Tasks to carry out.
A. Update the asparagus post between "Sonnet 98, 1-3, William" and "many area CSAs.", inclusive, changing "chickens" to "hens" and returning that passage.
B. Write the next part of the asparagus post, picking up after its final sentence.

Document segment.
########################################

Dr. Amy Doherty

Let us seek health for ourselves, our community, and our world.


April 2017

Asparagus: Spring in a Vegetable



From you have I been absent in the spring,
When proud pied April, dressed in all his trim,
Hath put a spirit of youth in every thing.
Sonnet 98, 1-3, William Shakespeare

Spring does not have the bounty of summer produce, but the foods that are available are full of personality.  In old French cookbooks, they would note that certain recipes needed an “April egg,” because it would be lighter flavor and color than eggs the rest of the year. If there aren’t a lot of insects for the chickens that produce them to eat, you can tell in the egg they produce.  This mindfulness about where food comes from, how it is produced, and how we fit into the amazing ecosystem where we live always makes me pause in wonder.  Community Supported Agriculture shares are a great way to regularly get seasonal produce this year.  I am very excited to start getting our CSA share from Luna Circle Farm!  It’s not too late to sign up for many area CSAs.

Back to spring foods with personality… Asparagus has a creamy freshness reminiscent of whipped cream immediately after it is picked, and then begins to become stringy and bitter within days (even within hours) after picking.  It is incredibly crisp in the cool beginnings of the season, bringing forth multiple harvests starting mid-April, and dries away as the season heats up by the end of May.  It has a satisfying, saturated crunch.  What better vegetable to showcase the cool, dewy, ephemeral, unprocessed seasonality of spring than asparagus?  When I see asparagus in the store in winter, I die a little bit inside because I know it must have traveled a long way to get to the store and it just won’t have the same texture and flavor it does in its proper season.  If this is the way you’ve tried asparagus in the past, don’t give up!  You’ve seen its worst side!  It is no surprise that many people don’t like the old, processed asparagus they find in the store if they try it off-season.  Additionally, the worst thing you can do to prepare asparagus is to overcook it.  That’s the opposite of the spirit of this vegetable.  A vegetable that is the harbinger of spring should be undercooked, if anything, just like the season from whence it came.

########################################

Data section.
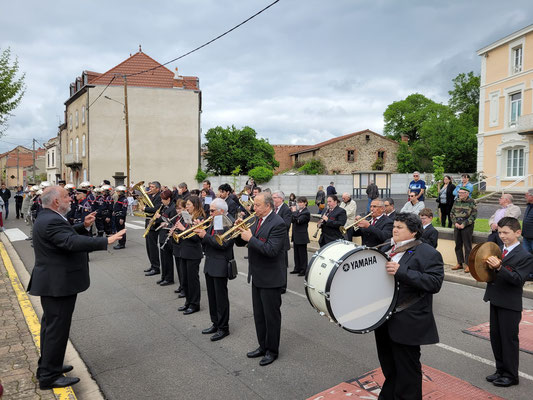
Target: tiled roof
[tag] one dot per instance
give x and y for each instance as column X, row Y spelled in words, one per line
column 336, row 139
column 157, row 76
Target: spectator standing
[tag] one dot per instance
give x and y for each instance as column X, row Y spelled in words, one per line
column 463, row 215
column 5, row 193
column 372, row 192
column 445, row 201
column 418, row 186
column 320, row 199
column 508, row 209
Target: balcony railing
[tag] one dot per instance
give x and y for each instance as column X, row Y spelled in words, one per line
column 525, row 124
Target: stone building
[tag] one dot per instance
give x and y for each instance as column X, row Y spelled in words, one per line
column 359, row 151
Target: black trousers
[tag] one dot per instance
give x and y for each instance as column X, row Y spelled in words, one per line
column 217, row 294
column 167, row 263
column 504, row 339
column 300, row 257
column 401, row 366
column 152, row 248
column 267, row 316
column 463, row 239
column 191, row 281
column 55, row 328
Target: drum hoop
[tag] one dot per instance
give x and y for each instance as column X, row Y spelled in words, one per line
column 330, row 280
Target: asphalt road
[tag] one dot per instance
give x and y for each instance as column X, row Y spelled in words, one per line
column 138, row 346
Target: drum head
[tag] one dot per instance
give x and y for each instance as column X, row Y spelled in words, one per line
column 361, row 293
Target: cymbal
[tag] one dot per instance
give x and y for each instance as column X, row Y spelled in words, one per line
column 477, row 261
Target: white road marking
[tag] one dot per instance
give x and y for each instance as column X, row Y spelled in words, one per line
column 15, row 234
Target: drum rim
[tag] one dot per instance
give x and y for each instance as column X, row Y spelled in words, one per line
column 389, row 310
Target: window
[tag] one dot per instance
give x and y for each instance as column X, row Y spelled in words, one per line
column 515, row 162
column 517, row 59
column 515, row 107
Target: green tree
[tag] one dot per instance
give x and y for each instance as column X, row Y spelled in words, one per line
column 229, row 148
column 11, row 87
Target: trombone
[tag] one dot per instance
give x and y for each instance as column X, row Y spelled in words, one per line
column 343, row 229
column 235, row 230
column 189, row 232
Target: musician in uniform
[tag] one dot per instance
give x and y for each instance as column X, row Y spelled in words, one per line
column 419, row 270
column 166, row 254
column 152, row 247
column 505, row 295
column 300, row 235
column 378, row 229
column 119, row 213
column 266, row 254
column 331, row 220
column 216, row 272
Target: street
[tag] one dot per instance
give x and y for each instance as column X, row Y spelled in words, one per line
column 138, row 346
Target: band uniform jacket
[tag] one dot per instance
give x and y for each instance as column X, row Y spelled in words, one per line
column 430, row 236
column 506, row 289
column 376, row 234
column 330, row 228
column 61, row 259
column 266, row 254
column 156, row 201
column 217, row 256
column 285, row 213
column 420, row 275
column 300, row 225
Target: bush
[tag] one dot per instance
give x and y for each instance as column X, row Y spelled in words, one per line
column 313, row 167
column 261, row 174
column 200, row 175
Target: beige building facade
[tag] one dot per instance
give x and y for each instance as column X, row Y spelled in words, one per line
column 164, row 125
column 505, row 140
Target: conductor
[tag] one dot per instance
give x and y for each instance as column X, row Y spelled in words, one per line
column 61, row 271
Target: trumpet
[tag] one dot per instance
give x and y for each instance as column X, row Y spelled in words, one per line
column 235, row 230
column 152, row 221
column 188, row 233
column 343, row 229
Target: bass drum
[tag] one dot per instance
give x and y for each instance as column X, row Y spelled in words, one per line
column 349, row 284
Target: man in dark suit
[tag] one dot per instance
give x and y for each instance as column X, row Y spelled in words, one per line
column 266, row 255
column 152, row 247
column 284, row 212
column 505, row 295
column 419, row 271
column 429, row 234
column 378, row 229
column 61, row 271
column 331, row 220
column 216, row 271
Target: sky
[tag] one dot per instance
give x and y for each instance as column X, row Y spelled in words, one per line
column 302, row 72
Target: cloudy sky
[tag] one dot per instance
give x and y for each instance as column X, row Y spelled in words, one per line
column 302, row 72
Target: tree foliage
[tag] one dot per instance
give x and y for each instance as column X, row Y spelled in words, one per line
column 11, row 87
column 437, row 129
column 230, row 148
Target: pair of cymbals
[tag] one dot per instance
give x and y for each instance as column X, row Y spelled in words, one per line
column 477, row 261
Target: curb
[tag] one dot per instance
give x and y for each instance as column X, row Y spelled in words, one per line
column 87, row 388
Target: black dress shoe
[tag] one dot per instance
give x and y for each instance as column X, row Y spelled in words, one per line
column 493, row 377
column 191, row 310
column 211, row 329
column 221, row 334
column 505, row 381
column 269, row 358
column 62, row 381
column 259, row 352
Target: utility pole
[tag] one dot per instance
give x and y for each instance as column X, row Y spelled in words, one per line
column 127, row 133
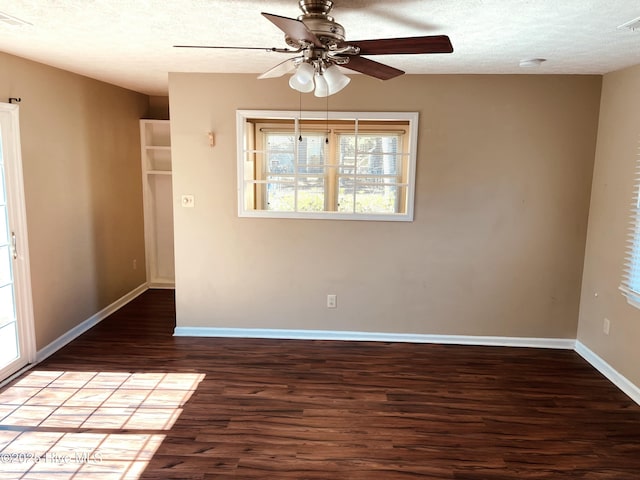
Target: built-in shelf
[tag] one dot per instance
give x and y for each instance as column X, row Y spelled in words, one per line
column 155, row 140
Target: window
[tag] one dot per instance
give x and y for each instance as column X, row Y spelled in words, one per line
column 355, row 166
column 630, row 285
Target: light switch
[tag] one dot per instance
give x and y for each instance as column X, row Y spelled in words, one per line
column 188, row 201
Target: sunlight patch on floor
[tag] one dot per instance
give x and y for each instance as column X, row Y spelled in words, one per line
column 72, row 425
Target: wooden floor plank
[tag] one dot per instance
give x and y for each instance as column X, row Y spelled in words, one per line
column 216, row 408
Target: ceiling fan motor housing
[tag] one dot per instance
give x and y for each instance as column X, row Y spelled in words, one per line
column 316, row 18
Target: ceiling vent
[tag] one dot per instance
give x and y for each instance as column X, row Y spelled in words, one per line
column 11, row 20
column 631, row 25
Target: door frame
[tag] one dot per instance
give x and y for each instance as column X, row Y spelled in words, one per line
column 14, row 183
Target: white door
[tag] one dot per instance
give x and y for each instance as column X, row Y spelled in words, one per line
column 17, row 342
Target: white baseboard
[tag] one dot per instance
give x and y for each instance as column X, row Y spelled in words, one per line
column 560, row 343
column 78, row 330
column 615, row 377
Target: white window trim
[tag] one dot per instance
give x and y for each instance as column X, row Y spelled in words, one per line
column 411, row 117
column 630, row 285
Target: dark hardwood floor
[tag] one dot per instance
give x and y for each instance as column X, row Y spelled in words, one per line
column 152, row 406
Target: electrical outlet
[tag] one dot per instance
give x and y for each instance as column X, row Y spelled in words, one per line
column 188, row 201
column 332, row 301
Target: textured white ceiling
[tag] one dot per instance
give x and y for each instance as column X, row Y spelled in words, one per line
column 129, row 42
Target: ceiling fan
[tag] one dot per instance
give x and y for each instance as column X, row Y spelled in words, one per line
column 320, row 41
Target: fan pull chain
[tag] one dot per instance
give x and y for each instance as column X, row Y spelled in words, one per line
column 300, row 117
column 326, row 138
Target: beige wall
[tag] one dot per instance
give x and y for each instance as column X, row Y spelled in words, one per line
column 613, row 183
column 81, row 162
column 496, row 248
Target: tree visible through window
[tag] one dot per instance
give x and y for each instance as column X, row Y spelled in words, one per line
column 358, row 168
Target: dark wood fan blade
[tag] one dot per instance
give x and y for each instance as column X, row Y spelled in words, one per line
column 406, row 45
column 293, row 28
column 371, row 68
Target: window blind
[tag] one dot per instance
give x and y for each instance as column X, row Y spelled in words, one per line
column 630, row 285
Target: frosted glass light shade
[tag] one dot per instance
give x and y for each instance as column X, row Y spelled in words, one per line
column 302, row 80
column 336, row 80
column 322, row 89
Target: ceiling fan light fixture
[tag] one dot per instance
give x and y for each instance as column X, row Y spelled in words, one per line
column 302, row 80
column 336, row 80
column 322, row 88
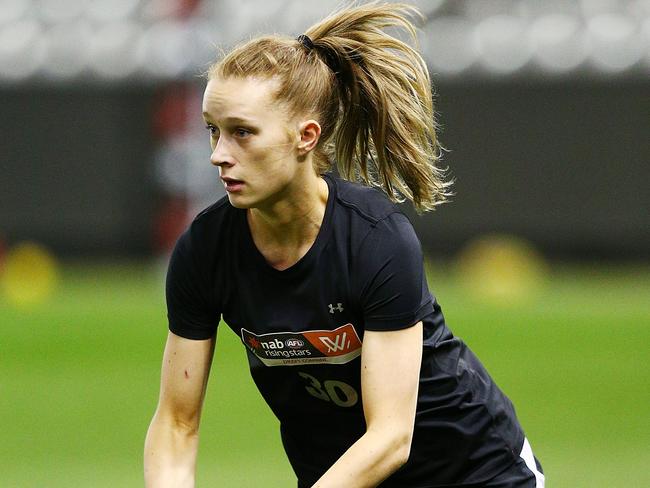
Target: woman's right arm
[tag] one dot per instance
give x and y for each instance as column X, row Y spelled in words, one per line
column 172, row 439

########################################

Responses to the exercise.
A.
Sonnet 98, 1-3, William Shakespeare

Spring does not have the bounty of summer produce, but the foods that are available are full of personality.  In old French cookbooks, they would note that certain recipes needed an “April egg,” because it would be lighter flavor and color than eggs the rest of the year. If there aren’t a lot of insects for the hens that produce them to eat, you can tell in the egg they produce.  This mindfulness about where food comes from, how it is produced, and how we fit into the amazing ecosystem where we live always makes me pause in wonder.  Community Supported Agriculture shares are a great way to regularly get seasonal produce this year.  I am very excited to start getting our CSA share from Luna Circle Farm!  It’s not too late to sign up for many area CSAs.

B.
The best way to eat asparagus in my opinion is straight out of the garden or a wild place you find it.  However, there are some ways to cook it, even if it’s not in its spring-y, youthful self.  Note the common theme in all these recipes is short cooking times to avoid the stringy mess that asparagus becomes when it has been cooked too long.

Roasted Asparagus

Preheat an oven to 425 F.  Lightly coat as much asparagus as you like in olive oil, then sprinkle with freshly ground pepper, a dash of salt and a dash of garlic powder to taste.  Cook in preheated oven for maybe 10-12 min.  Remove, squeeze some fresh lemon over the top, and enjoy.

Sauteed Asparagus

Use all the same ingredients as above, but sautee asparagus over medium heat for about 5 min, so it is slightly wilted but still crispy.

Blanched Asparagus

Blanching involves heating water to boiling, then just barely letting the item being blanched touch the water.  Often having a metal sieve/colander/something you can quickly get the veggie in and out of the water helps. For asparagus, get the water to boiling, put as much asparagus as you’d like to eat in the boiling water for 5-10 seconds, then remove asparagus from the water, plate, and add ingredients from the first recipe.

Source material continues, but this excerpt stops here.